=== PROVIDED DATA ===

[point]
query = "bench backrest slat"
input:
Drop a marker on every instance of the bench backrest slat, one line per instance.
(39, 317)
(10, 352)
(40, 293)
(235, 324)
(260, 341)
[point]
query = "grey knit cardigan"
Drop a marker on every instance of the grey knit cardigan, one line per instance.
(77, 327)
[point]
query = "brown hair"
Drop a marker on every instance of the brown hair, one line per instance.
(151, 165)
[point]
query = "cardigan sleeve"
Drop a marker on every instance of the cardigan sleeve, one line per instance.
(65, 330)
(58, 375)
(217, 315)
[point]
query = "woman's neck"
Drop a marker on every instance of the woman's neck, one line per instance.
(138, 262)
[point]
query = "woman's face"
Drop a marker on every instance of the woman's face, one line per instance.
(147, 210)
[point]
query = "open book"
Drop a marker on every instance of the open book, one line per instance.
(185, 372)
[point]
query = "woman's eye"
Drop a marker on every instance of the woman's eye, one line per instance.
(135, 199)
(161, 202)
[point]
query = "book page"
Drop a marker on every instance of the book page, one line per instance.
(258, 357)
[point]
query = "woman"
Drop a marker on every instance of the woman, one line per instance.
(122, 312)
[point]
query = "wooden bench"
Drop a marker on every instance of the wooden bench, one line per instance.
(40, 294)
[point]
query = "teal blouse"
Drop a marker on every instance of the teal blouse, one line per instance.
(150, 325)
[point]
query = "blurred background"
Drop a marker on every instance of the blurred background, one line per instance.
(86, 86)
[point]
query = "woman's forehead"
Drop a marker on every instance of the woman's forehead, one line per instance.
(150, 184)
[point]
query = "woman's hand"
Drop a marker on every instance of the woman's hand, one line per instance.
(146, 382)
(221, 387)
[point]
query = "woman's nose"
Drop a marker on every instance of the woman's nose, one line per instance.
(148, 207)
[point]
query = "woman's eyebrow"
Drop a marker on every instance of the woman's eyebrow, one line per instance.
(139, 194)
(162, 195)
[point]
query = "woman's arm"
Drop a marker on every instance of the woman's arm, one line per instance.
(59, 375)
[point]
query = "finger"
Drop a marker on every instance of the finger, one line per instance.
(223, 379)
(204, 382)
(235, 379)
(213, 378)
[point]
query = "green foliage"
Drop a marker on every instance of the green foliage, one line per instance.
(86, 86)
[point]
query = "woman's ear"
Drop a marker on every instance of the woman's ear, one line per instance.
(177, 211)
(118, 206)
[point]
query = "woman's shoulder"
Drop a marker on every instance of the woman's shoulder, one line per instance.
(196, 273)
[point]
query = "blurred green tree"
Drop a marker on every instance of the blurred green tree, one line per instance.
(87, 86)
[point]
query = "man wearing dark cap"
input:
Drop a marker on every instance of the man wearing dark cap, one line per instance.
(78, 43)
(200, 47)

===

WRITTEN REQUEST – Repeat every record exactly as written, please.

FINAL RESULT –
[point]
query = "bench backrest slat"
input:
Drop a marker on every instance of the bench backrest slat, one line per instance.
(39, 317)
(10, 352)
(40, 293)
(235, 324)
(260, 341)
[point]
query = "grey knit cardigan"
Drop a marker on every instance of the grey knit cardigan, one line per instance.
(77, 327)
[point]
query = "brown hair"
Drop a marker on every instance of the brown hair, one line per instance.
(151, 165)
[point]
query = "cardigan sleeve"
Drop a marker on every instance of the cardigan sleeve, one line per instance.
(65, 330)
(58, 375)
(217, 315)
[point]
query = "woman's neck"
Drop a marker on every instance of the woman's neck, one line per instance.
(138, 262)
[point]
query = "woman's face"
Drop a marker on every instance of the woman's face, one line per instance.
(147, 210)
[point]
query = "open book"
Drop a marker on every instance of the open book, one line per instance.
(185, 372)
[point]
query = "woman's eye"
Drop a marker on every instance of the woman's eye, one line per instance.
(135, 199)
(161, 202)
[point]
query = "book page"
Drop a marker on every instance of the book page, one line per instance.
(258, 357)
[point]
query = "woman"
Drop a marker on every instance of the woman, one line per instance.
(122, 312)
[point]
query = "wooden bench"
Drop a marker on every instance of the wooden bench, one line per instance.
(40, 294)
[point]
query = "teal blouse"
Drop a marker on every instance of the teal blouse, one line per instance.
(150, 325)
[point]
query = "blurred background"
Drop a marker on every instance of the blurred background, one line per instance.
(86, 86)
[point]
query = "woman's forehead"
Drop a marker on every instance of the woman's forehead, one line per instance.
(150, 184)
[point]
query = "woman's hand"
Drop a marker on every instance of the woman's hand, one line per instance.
(146, 382)
(221, 387)
[point]
query = "woman's nose"
Drop a marker on every instance of the woman's nose, one line per instance.
(148, 207)
[point]
query = "woman's eyebrow"
Drop a marker on every instance of the woman's eyebrow, one line per instance.
(139, 194)
(162, 195)
[point]
query = "woman's arm"
Drop a marker on every instance of the woman's arm, one line per instance.
(59, 375)
[point]
query = "finger"
Drop a marker on every instance of the finger, one line per instance.
(223, 379)
(204, 382)
(235, 379)
(213, 378)
[point]
query = "green foliage"
Drop a marker on every instance of the green foliage, one line per instance.
(86, 86)
[point]
query = "woman's ear"
Drop a marker on every instance of the woman's ear, one line per instance.
(177, 211)
(118, 206)
[point]
query = "woman's shoulder"
Drop a marker on every instance of the woman's shoulder, one line per instance.
(196, 273)
[point]
query = "blurred green tree"
Drop a marker on every instance of the blurred green tree, one line per instance.
(87, 86)
[point]
query = "man wearing dark cap"
input:
Drop a marker on every instance of the man wearing dark cap, one line per instance.
(78, 43)
(200, 47)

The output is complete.